= Stated problem =
Rewrite all the records below, changing every "Sample output" to "Example output" and keeping everything else the same. Leave out the pictures.

= Provided data =
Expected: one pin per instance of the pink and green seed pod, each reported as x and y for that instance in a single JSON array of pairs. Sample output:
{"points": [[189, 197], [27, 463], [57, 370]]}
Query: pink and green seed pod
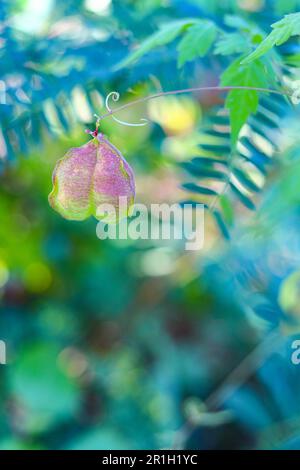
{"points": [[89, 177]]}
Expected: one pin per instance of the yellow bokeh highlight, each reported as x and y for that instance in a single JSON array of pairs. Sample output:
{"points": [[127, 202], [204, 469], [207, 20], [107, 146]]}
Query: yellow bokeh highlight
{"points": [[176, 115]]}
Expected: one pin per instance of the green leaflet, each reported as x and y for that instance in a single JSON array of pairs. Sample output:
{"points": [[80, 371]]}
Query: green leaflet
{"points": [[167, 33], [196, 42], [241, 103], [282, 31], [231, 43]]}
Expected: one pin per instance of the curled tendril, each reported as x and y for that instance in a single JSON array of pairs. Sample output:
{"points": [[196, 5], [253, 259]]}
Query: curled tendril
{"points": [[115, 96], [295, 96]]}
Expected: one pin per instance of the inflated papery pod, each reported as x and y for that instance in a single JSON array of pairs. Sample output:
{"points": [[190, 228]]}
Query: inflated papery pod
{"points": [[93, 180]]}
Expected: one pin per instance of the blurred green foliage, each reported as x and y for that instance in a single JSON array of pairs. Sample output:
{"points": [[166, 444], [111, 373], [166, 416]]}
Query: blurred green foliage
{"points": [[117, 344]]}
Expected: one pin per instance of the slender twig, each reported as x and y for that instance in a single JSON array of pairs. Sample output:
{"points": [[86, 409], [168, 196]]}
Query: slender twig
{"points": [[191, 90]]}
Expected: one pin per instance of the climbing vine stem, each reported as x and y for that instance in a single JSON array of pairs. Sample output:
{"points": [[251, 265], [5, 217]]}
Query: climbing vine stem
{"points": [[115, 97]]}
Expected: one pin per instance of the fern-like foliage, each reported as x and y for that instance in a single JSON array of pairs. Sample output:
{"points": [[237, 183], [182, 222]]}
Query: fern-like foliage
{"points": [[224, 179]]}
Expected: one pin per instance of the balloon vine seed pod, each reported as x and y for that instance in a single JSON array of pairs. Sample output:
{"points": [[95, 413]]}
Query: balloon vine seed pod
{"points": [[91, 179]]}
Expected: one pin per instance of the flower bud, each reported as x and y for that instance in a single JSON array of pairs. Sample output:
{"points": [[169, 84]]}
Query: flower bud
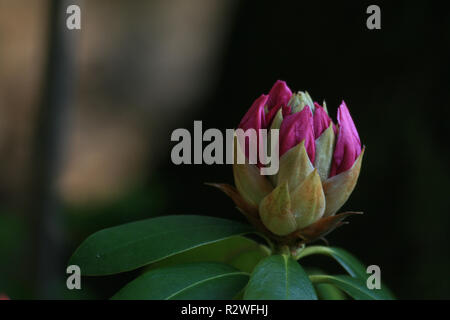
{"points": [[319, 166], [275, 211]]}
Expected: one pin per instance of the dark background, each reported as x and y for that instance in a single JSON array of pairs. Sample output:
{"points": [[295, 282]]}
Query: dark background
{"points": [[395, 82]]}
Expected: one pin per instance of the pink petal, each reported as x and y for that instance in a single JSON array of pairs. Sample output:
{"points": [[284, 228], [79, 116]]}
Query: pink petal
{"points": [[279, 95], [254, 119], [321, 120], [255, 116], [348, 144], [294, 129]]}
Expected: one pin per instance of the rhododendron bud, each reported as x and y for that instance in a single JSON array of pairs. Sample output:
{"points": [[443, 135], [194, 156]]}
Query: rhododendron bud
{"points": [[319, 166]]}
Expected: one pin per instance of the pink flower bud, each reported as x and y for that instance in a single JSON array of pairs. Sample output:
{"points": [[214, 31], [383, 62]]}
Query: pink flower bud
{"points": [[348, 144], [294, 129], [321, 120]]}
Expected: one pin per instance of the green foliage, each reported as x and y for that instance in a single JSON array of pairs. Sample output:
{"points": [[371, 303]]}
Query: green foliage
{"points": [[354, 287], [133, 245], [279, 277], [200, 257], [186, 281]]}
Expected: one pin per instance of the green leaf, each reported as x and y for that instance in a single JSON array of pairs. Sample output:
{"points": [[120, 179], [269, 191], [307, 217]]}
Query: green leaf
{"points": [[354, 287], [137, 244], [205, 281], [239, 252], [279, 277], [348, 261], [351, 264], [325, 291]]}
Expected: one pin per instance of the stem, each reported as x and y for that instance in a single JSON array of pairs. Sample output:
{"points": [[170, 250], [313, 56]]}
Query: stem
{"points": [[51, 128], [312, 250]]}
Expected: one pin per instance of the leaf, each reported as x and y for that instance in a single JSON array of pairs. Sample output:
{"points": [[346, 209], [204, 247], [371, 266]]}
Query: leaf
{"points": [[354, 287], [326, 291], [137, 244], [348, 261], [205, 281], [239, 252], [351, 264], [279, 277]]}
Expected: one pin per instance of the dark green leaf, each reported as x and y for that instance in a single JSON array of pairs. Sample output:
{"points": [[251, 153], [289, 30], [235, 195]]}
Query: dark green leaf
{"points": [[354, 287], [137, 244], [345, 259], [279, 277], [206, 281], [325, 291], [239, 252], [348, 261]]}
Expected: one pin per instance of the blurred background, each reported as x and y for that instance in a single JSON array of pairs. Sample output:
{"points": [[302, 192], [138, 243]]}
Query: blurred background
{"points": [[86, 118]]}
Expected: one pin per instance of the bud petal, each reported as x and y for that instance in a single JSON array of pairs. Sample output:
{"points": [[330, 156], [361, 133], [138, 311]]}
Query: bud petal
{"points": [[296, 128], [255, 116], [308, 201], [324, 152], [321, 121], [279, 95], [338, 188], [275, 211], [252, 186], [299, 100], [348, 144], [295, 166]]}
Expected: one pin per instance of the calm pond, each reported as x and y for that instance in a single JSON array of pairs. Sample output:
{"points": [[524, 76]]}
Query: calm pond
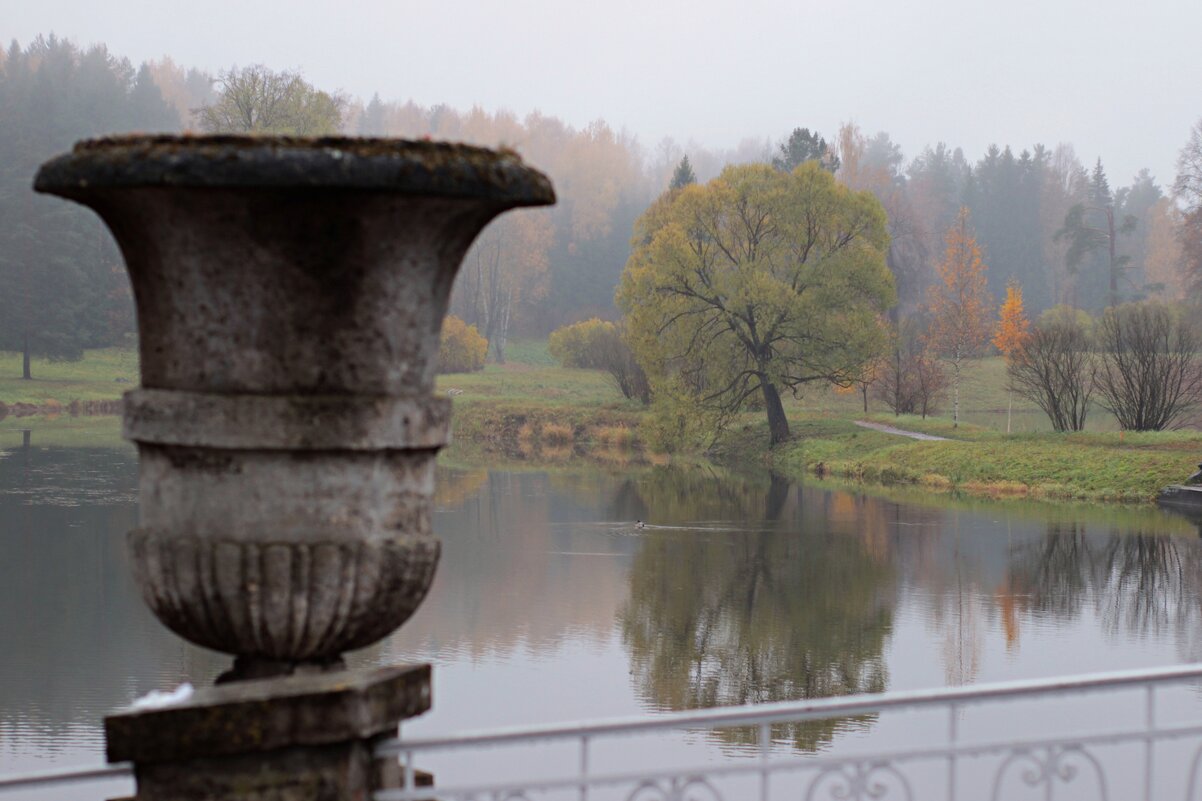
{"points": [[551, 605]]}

= The completed task =
Expected: one pin per instance of the pink and green seed pod, each reported as x and y for that instance in a single JSON array of pairs. Example output:
{"points": [[189, 197], [27, 463], [57, 370]]}
Query: pink and green seed pod
{"points": [[89, 177]]}
Expected: one pin per instance of the yellow bokeh highlight, each reported as x and y for that instance in a single JSON array of pairs. Example output:
{"points": [[127, 202], [204, 469], [207, 20], [107, 146]]}
Query: yellow bokeh highlight
{"points": [[176, 115]]}
Expected: one pin per instance of the green leaflet, each reported as x and y for that instance in a single JSON array of pairs. Example output:
{"points": [[80, 371]]}
Query: green leaflet
{"points": [[167, 33], [196, 42], [241, 103], [282, 31], [231, 43]]}
Expected: one pin per instance of the curled tendril, each reported as x and y for that instance in a single JSON array of pairs. Example output:
{"points": [[196, 5], [253, 259]]}
Query: curled tendril
{"points": [[115, 96], [295, 96]]}
Expected: one pin per instance of the inflated papery pod, each reported as x and y for that instance in a single JSON array of pairs. Example output:
{"points": [[190, 228]]}
Query: inflated papery pod
{"points": [[93, 180]]}
Expected: one pin per instance of the blurred green foliage, each reported as x and y for that instance in a single JSON array of pairs. Example output:
{"points": [[166, 444], [111, 373], [166, 416]]}
Query: blurred green foliage
{"points": [[117, 344]]}
Expected: one pin per instance of the slender twig, each reported as x and y for that instance in a single JSON array of pairs. Example output:
{"points": [[86, 409], [168, 196]]}
Query: slender twig
{"points": [[191, 90]]}
Expected: one pin per instance of the climbing vine stem, each reported as x and y for that instance in a single JSON array of pairs. Example output:
{"points": [[251, 265], [5, 217]]}
Query: climbing vine stem
{"points": [[115, 97]]}
Expected: one pin per instance of the fern-like foliage, each reported as x and y for that instance in a single JSON array of pairs. Example output:
{"points": [[237, 183], [182, 222]]}
Query: fern-like foliage
{"points": [[224, 179]]}
Expected: one pin per instance of the balloon vine seed pod, each reported as x and y for that instance in a single JSON array of pairs. Example output:
{"points": [[95, 413]]}
Query: balloon vine seed pod
{"points": [[91, 179]]}
Expected: one pin per instance of the flower bud, each reported as x and y for that instance in a single JSON array of pairs. Example output:
{"points": [[169, 84]]}
Query: flower bud
{"points": [[319, 166], [275, 211]]}
Expected: one pin per instance of the dark background, each reported as x and y for that instance in a single JSON array of pairs. Example output:
{"points": [[295, 282]]}
Query: dark background
{"points": [[395, 82]]}
Expected: one pin per instance of the pink petal, each reported as x and y for that instance in a single JSON array of pairs. Example output:
{"points": [[284, 228], [79, 116]]}
Query: pink petal
{"points": [[279, 95], [254, 119], [321, 120], [255, 116], [348, 144], [294, 129]]}
Expected: one pin per instance of the rhododendron bud, each reported as x and y for that instance in a single JSON array of pairs. Example output:
{"points": [[443, 135], [194, 156]]}
Query: rhododendron bud
{"points": [[319, 166]]}
Expected: one pin per instance of the pink flower bud, each reported as x and y for that instance in a single JSON array of pairs. Example output:
{"points": [[214, 31], [383, 62]]}
Query: pink flower bud
{"points": [[348, 144], [294, 129], [321, 120]]}
Expected: one pin per instance of the green foliage, each reported as x and y for that instance in a single JSON array of pairs. Example output:
{"points": [[371, 303]]}
Query: green foliage
{"points": [[354, 287], [133, 245], [279, 277], [200, 257], [186, 281]]}
Expected: one pin per instance of the green leaf, each reported as x and y for that instance in a single JSON array of pairs. Example output:
{"points": [[120, 179], [269, 191], [307, 217]]}
Query: green leaf
{"points": [[354, 287], [137, 244], [205, 281], [239, 252], [279, 277], [348, 261], [351, 264], [325, 291]]}
Expected: one pin per instance of the stem, each reported as x and y for that instance in a single JSON array of pairs. Example output:
{"points": [[170, 250], [313, 56]]}
Query: stem
{"points": [[51, 128], [312, 250]]}
Expected: one pin per instance of the leaf, each reported as x and y for that instance in a single JSON array of pairs. Example output:
{"points": [[346, 209], [204, 247], [371, 266]]}
Query: leaf
{"points": [[354, 287], [326, 291], [137, 244], [348, 261], [205, 281], [239, 252], [351, 264], [279, 277]]}
Expected: one pin per instance of the dark green leaf, each reported as x and y for that instance in a single JSON array of pairs. Example output:
{"points": [[251, 153], [289, 30], [235, 195]]}
Query: dark green leaf
{"points": [[354, 287], [137, 244], [345, 259], [279, 277], [206, 281], [325, 291], [239, 252], [348, 261]]}
Expected: one pin per instance of the blurred background, each reported as x and y for that instance in a single JSON array of pairs. Example output:
{"points": [[302, 192], [138, 243]]}
Query: blurred background
{"points": [[86, 118]]}
Expected: one pin per instance of the bud petal, each reported as x and y for that instance in a single JSON array of pairs. Example output:
{"points": [[330, 156], [361, 133], [138, 311]]}
Query: bud petal
{"points": [[296, 128], [255, 116], [308, 201], [324, 152], [321, 121], [279, 95], [338, 188], [275, 211], [252, 186], [299, 100], [348, 144], [295, 166]]}
Expected: one pin per instance of the calm pond, each reported as x and y for that instance in a single JSON array of pairs. Example output:
{"points": [[524, 76]]}
Query: calm pond
{"points": [[551, 605]]}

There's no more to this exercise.